Lately, we’ve been thinking about how creativity shows up in the weirdest places. Like Petr Válek, who makes haunting music out of trash and chaos, or Lydia Ricci, who turns scraps most people would toss into tiny, beautiful replicas of memory. Or the Dear New York exhibit taking over Grand Central Terminal, filling the walls with faces and stories that make the city feel like a living heartbeat. And then there’s Lucy Dacus, with the extended version of Forever Is A Feeling, reminding us that time is both endless and fleeting, depending on how high you are…or how present.
Maybe this week’s about letting inspiration find you instead of chasing it.
Musical Trash Robots
Artist Petr Válek, also known as The Vape, turns chaos into something kind of magical. This video captures exactly the vibe he creates in his element. Surrounded by homemade sound machines built from scraps and spare parts, creating what he calls “beautiful noise.” From metal plates crashing to wires humming on a wooden floor, it’s less about melody and more about feeling, raw, messy, alive. A reminder that art doesn’t always have to be polished to be perfect; sometimes, it just has to make you stop and listen.
Dear New York (By Humans of New York)

Brandon Stanton’s Dear New York has quietly taken over Grand Central, turning every screen, wall, and column into massive portraits and stories of the city’s people. What usually feels like a transit hub, is for the first time, a kind of immersive gallery for humanity. A space where ads once loomed, there’s now space for faces, words, and pauses. It’s public art that stares back at you and reminds you how many lives pulse through a single station in a day.
Teeny-Tiny-Messy-Mini's

Lydia Ricci turns everyday scraps into teeny tiny universes. She stitches together broken pencils, candy wrappers, fabric bits, and old receipts to build miniature worlds that feel messy, nostalgic, and deeply personal. Her sculptures lean into imperfection (we need more of that) tape seams, frayed edges, layered textures, all carrying the weight of memory. What she builds isn’t just collectible oddities, but emotional sketches of ordinary life assembled from what most of us toss away in the bin.

Data shown:
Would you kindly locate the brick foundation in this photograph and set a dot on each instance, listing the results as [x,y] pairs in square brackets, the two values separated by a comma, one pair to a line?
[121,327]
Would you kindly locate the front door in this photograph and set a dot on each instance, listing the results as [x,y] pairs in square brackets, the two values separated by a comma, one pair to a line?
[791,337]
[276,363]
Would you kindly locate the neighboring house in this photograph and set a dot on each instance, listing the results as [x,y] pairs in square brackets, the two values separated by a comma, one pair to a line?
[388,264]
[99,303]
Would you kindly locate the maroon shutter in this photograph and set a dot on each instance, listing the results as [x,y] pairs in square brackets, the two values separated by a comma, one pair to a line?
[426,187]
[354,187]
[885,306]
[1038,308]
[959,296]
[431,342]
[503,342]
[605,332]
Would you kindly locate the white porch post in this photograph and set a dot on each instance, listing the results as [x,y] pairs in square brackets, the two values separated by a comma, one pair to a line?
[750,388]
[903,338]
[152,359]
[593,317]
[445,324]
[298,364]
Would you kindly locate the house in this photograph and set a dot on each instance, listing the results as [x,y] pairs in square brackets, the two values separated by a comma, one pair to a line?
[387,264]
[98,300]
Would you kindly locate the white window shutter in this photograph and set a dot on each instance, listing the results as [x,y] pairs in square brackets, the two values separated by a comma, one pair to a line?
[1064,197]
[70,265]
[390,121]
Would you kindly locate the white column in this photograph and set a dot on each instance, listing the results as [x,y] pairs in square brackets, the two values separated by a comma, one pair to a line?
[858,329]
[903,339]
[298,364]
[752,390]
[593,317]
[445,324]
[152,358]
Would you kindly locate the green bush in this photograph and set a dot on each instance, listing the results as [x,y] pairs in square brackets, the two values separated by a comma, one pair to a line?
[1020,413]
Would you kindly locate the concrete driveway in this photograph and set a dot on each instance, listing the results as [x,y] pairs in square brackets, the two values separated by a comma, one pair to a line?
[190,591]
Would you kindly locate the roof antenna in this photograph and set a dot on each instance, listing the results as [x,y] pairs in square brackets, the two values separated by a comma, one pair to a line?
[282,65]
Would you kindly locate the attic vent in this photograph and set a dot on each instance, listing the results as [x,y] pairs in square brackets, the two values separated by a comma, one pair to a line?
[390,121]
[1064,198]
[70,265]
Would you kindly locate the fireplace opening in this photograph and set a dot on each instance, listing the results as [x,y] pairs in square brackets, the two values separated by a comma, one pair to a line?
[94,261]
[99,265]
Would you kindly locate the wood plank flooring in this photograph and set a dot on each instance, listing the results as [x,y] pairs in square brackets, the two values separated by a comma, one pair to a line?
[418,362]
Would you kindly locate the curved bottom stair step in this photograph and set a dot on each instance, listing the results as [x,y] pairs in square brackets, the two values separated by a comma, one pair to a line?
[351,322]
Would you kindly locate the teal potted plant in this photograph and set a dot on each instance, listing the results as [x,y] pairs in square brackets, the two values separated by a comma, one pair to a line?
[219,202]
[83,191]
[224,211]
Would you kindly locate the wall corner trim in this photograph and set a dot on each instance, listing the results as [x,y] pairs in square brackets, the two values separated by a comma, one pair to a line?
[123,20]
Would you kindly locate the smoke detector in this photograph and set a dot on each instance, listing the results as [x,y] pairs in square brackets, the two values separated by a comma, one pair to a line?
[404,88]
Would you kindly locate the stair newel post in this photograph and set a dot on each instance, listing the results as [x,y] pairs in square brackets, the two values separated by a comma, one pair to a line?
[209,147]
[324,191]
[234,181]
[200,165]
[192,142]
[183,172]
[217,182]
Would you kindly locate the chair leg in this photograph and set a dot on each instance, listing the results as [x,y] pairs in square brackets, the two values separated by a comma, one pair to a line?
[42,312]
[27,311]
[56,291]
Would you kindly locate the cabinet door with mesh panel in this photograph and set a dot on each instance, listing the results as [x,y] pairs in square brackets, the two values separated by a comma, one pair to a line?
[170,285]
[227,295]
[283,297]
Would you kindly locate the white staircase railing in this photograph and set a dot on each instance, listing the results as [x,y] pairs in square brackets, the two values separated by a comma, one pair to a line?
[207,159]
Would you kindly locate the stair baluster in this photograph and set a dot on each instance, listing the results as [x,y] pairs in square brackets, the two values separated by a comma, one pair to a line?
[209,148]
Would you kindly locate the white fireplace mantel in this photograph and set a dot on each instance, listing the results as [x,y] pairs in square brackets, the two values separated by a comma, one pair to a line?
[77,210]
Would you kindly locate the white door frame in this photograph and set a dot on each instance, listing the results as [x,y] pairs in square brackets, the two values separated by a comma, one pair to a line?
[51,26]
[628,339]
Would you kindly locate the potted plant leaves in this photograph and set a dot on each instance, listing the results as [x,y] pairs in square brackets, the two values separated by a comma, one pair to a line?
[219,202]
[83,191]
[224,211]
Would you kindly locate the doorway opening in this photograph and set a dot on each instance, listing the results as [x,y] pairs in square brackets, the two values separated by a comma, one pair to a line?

Stated task 1:
Based on the creativity passage above, say whether each statement agrees with it, and give the deciding words from the passage. (a) Petr Válek goes by another name. (b) Dear New York is on display in Penn Station. (c) Lydia Ricci's sculptures avoid imperfection.
Stated task 2:
In the creativity passage above, what does Petr Válek call the sound his homemade machines create?
Stated task 3:
Retype the creativity passage above, from "Lately, we’ve been" to "are…or how present.".

Output 1:
(a) Yes: "Artist Petr Válek, also known as The Vape"
(b) No: "Brandon Stanton’s Dear New York has quietly taken over Grand Central"
(c) No: "Her sculptures lean into imperfection"

Output 2:
He calls it "beautiful noise."

Output 3:
Lately, we’ve been thinking about how creativity shows up in the weirdest places. Like Petr Válek, who makes haunting music out of trash and chaos, or Lydia Ricci, who turns scraps most people would toss into tiny, beautiful replicas of memory. Or the Dear New York exhibit taking over Grand Central Terminal, filling the walls with faces and stories that make the city feel like a living heartbeat. And then there’s Lucy Dacus, with the extended version of Forever Is A Feeling, reminding us that time is both endless and fleeting, depending on how high you are…or how present.